— START Records to process —
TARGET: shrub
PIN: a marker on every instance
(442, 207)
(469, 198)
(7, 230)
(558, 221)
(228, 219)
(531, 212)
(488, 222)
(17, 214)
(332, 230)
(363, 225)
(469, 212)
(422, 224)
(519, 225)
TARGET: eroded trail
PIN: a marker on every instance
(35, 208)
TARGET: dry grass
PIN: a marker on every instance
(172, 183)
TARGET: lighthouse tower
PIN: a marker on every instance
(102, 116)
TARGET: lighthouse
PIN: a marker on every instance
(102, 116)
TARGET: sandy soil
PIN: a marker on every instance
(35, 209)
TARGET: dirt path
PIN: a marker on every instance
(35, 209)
— END Records to process —
— START Records to process —
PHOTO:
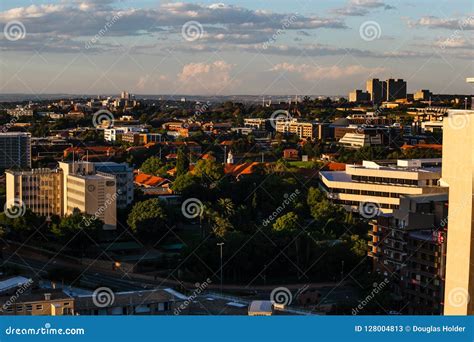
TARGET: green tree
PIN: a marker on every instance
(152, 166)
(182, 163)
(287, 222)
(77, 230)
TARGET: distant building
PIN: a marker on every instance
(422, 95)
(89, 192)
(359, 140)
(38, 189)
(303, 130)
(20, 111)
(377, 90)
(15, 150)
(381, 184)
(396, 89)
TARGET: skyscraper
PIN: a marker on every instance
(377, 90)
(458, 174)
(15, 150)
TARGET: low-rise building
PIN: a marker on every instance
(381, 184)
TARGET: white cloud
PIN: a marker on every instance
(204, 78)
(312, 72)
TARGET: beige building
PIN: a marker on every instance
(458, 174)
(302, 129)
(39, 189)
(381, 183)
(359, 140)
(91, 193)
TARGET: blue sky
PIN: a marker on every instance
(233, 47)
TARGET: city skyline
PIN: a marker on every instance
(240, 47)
— END Records to process —
▶ Problem to solve: From the data above, pull out every line that contains the word "building" and copy each one unchanged.

▶ Written solution:
TARGET: distant building
TARGET: low-rise building
TARGET: beige building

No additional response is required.